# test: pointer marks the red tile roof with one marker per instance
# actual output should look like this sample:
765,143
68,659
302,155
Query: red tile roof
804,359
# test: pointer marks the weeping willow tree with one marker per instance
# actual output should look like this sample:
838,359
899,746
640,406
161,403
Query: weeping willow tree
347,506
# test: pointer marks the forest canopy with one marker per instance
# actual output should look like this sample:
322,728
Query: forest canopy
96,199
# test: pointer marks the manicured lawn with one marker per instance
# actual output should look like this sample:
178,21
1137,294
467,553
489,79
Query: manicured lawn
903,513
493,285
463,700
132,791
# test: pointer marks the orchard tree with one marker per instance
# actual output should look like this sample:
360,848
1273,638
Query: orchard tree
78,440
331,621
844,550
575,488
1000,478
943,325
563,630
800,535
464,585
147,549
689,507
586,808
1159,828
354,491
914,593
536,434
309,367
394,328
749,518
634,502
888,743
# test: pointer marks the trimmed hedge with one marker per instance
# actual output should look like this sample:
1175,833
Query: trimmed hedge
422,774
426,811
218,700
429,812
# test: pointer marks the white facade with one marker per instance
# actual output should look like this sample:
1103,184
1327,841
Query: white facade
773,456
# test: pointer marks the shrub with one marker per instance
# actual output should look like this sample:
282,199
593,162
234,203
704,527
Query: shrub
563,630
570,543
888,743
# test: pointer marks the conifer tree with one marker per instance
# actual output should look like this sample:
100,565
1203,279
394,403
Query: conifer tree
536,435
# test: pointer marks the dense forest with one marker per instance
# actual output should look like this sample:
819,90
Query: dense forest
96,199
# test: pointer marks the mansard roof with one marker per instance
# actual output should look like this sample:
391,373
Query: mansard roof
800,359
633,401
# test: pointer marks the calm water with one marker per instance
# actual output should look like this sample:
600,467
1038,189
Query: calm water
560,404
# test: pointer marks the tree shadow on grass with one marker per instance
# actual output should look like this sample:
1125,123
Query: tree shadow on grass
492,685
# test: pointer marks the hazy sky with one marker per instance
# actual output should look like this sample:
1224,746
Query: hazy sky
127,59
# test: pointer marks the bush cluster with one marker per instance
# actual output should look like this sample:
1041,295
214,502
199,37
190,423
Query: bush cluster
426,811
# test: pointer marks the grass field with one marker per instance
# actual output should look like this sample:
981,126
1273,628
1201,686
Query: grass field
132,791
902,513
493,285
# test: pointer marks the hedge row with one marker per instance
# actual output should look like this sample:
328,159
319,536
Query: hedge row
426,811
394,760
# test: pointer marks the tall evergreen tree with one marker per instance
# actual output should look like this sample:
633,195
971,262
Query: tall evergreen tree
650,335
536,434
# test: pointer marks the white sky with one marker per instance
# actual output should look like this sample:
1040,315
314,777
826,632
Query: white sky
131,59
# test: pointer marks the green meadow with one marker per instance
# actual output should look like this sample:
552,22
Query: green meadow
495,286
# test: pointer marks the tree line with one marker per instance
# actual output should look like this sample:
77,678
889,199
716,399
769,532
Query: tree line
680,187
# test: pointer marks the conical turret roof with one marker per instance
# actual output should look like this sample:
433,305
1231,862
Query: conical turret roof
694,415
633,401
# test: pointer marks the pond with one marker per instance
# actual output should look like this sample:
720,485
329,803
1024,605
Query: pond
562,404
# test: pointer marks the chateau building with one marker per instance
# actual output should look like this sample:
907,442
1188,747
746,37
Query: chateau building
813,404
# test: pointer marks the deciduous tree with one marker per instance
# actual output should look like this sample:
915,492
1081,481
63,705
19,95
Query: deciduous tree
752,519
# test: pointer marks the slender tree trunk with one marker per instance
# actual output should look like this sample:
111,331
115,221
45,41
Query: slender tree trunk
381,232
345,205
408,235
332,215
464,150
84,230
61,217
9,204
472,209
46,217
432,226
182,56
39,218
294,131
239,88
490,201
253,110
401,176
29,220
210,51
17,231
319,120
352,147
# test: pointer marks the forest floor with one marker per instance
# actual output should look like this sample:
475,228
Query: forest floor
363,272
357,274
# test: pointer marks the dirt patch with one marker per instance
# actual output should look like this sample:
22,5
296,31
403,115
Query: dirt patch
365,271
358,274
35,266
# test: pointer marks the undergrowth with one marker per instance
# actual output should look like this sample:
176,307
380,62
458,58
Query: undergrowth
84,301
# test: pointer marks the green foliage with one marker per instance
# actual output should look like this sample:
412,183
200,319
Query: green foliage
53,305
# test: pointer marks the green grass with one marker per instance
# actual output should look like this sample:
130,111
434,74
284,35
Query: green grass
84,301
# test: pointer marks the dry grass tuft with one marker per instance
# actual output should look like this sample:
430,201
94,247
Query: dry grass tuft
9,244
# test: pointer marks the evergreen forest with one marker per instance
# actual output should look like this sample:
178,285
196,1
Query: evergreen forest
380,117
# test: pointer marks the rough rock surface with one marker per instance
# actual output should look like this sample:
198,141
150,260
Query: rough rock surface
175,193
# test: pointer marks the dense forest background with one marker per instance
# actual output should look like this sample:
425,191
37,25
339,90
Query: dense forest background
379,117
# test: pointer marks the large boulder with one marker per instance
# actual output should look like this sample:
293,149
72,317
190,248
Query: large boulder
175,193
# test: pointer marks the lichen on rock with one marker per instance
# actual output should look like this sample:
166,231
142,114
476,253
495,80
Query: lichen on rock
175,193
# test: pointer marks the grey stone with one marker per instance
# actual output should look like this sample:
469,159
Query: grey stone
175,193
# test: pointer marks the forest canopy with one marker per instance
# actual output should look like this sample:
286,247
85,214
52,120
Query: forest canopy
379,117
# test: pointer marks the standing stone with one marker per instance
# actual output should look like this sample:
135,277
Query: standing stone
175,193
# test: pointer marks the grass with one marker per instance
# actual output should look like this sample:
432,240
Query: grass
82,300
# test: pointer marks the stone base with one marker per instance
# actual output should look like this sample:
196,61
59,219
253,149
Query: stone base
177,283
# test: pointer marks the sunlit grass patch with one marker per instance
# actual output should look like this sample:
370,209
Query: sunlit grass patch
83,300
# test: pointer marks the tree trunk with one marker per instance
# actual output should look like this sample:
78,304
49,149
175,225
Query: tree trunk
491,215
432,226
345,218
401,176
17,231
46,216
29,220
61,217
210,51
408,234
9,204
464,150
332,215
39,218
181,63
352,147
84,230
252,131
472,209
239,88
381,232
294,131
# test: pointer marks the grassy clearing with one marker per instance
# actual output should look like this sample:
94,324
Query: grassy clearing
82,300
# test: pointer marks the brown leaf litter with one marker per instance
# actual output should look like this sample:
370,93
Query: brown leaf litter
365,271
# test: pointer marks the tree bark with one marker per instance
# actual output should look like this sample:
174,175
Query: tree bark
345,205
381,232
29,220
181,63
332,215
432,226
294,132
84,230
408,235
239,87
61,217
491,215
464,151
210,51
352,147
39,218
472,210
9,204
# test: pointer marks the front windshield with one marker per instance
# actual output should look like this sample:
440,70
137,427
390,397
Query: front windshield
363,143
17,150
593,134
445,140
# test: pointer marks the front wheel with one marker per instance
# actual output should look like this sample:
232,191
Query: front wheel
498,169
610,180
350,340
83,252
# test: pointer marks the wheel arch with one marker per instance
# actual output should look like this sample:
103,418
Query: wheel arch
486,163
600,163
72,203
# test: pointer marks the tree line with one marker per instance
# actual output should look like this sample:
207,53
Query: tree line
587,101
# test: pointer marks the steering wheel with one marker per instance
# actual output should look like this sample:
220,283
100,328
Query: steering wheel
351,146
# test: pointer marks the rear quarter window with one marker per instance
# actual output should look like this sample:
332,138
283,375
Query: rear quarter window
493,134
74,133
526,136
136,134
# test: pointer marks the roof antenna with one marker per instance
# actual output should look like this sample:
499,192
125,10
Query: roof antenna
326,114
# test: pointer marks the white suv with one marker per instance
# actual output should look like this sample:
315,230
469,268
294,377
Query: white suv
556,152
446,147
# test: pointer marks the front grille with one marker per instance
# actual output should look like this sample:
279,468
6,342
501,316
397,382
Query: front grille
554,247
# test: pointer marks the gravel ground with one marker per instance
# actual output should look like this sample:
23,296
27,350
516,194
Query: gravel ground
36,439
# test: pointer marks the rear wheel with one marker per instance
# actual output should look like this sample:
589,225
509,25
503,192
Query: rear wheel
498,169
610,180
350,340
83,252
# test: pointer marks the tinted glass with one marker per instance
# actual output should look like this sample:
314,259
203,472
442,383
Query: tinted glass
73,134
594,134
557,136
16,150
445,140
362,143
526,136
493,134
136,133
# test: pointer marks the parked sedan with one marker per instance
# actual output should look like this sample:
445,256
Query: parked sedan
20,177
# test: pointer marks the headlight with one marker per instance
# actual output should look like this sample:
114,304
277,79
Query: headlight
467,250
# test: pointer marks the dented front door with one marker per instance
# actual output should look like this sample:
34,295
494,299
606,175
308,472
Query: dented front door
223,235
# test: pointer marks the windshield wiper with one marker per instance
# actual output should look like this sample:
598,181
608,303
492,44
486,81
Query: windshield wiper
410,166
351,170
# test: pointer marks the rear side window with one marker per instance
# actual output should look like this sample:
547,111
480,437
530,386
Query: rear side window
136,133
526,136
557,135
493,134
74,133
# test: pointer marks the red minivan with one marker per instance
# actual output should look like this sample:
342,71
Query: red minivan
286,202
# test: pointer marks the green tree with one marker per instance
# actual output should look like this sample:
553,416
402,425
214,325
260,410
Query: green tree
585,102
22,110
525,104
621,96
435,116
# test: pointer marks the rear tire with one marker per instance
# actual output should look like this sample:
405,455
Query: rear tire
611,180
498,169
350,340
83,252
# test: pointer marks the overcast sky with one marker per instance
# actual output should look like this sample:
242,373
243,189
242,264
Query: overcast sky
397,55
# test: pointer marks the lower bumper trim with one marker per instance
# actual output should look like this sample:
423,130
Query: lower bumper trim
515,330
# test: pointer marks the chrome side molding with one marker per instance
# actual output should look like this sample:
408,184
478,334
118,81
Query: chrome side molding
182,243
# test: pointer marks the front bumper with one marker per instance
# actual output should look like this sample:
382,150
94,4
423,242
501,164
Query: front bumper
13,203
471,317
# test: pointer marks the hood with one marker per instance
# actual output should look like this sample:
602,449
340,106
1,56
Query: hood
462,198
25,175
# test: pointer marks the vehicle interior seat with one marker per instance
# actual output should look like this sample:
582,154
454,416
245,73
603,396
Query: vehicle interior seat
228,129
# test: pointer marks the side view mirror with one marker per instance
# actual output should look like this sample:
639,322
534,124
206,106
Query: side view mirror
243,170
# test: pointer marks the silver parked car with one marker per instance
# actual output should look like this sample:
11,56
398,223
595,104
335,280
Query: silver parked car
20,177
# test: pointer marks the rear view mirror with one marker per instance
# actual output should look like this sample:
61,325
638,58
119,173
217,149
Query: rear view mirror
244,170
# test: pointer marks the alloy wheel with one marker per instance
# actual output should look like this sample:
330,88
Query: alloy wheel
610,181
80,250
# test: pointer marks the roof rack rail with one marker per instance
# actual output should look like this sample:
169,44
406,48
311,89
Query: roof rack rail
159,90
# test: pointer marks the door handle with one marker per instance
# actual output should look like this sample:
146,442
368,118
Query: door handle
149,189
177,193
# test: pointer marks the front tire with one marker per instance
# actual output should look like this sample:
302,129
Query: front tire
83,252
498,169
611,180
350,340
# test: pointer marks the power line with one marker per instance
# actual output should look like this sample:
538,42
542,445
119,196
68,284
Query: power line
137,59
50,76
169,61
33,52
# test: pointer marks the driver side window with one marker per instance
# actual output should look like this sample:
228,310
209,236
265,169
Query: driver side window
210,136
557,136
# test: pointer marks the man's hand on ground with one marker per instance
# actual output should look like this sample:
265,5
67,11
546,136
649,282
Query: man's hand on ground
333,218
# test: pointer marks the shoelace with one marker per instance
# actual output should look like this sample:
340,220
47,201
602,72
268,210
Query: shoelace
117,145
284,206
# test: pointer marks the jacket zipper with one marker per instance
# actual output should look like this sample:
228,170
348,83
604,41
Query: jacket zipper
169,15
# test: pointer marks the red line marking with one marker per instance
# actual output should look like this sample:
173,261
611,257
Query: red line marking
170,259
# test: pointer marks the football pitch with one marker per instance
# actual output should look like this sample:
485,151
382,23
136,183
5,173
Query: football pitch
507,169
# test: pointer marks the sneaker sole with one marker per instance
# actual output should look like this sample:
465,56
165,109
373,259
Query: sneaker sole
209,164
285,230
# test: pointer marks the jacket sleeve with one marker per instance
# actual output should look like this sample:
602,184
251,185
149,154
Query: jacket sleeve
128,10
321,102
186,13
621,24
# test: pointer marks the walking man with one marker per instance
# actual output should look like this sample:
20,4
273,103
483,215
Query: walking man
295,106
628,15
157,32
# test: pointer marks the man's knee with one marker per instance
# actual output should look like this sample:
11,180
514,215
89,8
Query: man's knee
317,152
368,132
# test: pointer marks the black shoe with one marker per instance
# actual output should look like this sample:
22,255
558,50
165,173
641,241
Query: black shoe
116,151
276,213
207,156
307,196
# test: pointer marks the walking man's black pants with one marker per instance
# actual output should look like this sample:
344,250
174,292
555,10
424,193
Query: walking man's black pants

· · · · · · ·

OBJECTIVE
Output the line containing "# test: pointer marks the man's hand" and all lines after it to the end of the records, exactly as given.

TASK OUTPUT
# test: pointer marks the man's hand on ground with one marker per instance
# actual output should look like this sample:
265,5
67,11
546,136
649,282
Query: man's hand on ground
333,218
# test: pointer marks the shoelace with one marker per instance
# actual output should look like this sample:
340,220
47,201
602,72
268,210
Query: shoelace
117,145
284,206
# test: pointer marks the jacket zipper with one marker per instance
# actual output should look like this sample:
228,170
348,83
604,41
Query: jacket zipper
169,15
# test: pointer marks the red line marking with one marker per instance
# actual output should look like this sample:
173,261
611,257
Query: red line marking
170,259
# test: pointer marks the football pitch with one marker per instance
# actual output should look like this sample:
485,151
382,23
136,183
5,173
Query: football pitch
507,169
# test: pointer marks the sneaker sole with one marker per instance
# actual output should look like this sample:
465,56
165,109
373,259
Query: sneaker sole
209,164
285,230
# test: pointer marks the jacket sleeve with one marker per instance
# actual output should look like this sample:
602,184
251,185
149,154
Query: jacket sleeve
128,10
321,102
186,13
621,24
# test: pointer marks the walking man with one marker per instance
# actual output should look like this sample:
20,4
273,103
483,215
Query: walking man
295,106
628,15
157,32
# test: pointer marks the man's knee with one marker per instance
# actual output should look like this sample:
11,180
514,215
89,8
Query: man's knee
317,152
368,132
# test: pointer marks the black shoe with one marker per instance
# actual output should look like this sample:
22,255
558,50
165,173
641,241
Query: black shoe
116,151
276,213
207,156
307,196
# test: pointer marks the walking man's black pants with one marker per instance
# actual output should look like this sample:
344,250
174,292
555,10
424,193
Query: walking man's black pants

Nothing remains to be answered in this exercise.